DESCRIPTION OF THE TASK
Copy each line of all the entries below word for word.

DATA SHOWN

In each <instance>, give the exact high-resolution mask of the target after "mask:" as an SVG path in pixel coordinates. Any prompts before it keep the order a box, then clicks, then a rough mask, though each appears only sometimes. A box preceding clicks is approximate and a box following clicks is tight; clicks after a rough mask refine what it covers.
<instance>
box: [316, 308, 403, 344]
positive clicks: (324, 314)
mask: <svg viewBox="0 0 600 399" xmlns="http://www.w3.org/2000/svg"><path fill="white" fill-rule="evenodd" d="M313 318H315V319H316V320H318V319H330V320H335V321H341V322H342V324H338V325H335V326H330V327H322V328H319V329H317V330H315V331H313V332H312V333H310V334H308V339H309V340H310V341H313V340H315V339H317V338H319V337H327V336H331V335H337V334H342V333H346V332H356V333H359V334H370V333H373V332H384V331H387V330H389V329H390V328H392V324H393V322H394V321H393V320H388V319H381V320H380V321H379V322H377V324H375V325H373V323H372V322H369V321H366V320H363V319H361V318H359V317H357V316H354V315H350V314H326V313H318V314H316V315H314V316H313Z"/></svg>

OUTPUT
In each <instance>, give the exact high-resolution mask of the target after "mask:" as an SVG path in pixel coordinates. Any prompts before it keep the order a box, then clicks, then a rough mask, though each appears only sometimes. A box preceding clicks is approximate and a box following clicks is tight; clicks after a rough mask refine what it covers.
<instance>
box: [316, 308, 403, 344]
positive clicks: (324, 314)
mask: <svg viewBox="0 0 600 399" xmlns="http://www.w3.org/2000/svg"><path fill="white" fill-rule="evenodd" d="M313 318H315V319H316V320H318V319H330V320H335V321H341V322H342V324H338V325H335V326H330V327H322V328H319V329H317V330H315V331H313V332H312V333H310V334H308V339H309V340H310V341H313V340H315V339H317V338H319V337H327V336H331V335H337V334H342V333H346V332H356V333H359V334H370V333H373V332H384V331H387V330H389V329H390V328H392V324H393V322H394V321H393V320H388V319H381V320H380V321H379V322H377V324H375V325H373V323H372V322H369V321H366V320H363V319H361V318H359V317H357V316H354V315H350V314H326V313H318V314H316V315H314V316H313Z"/></svg>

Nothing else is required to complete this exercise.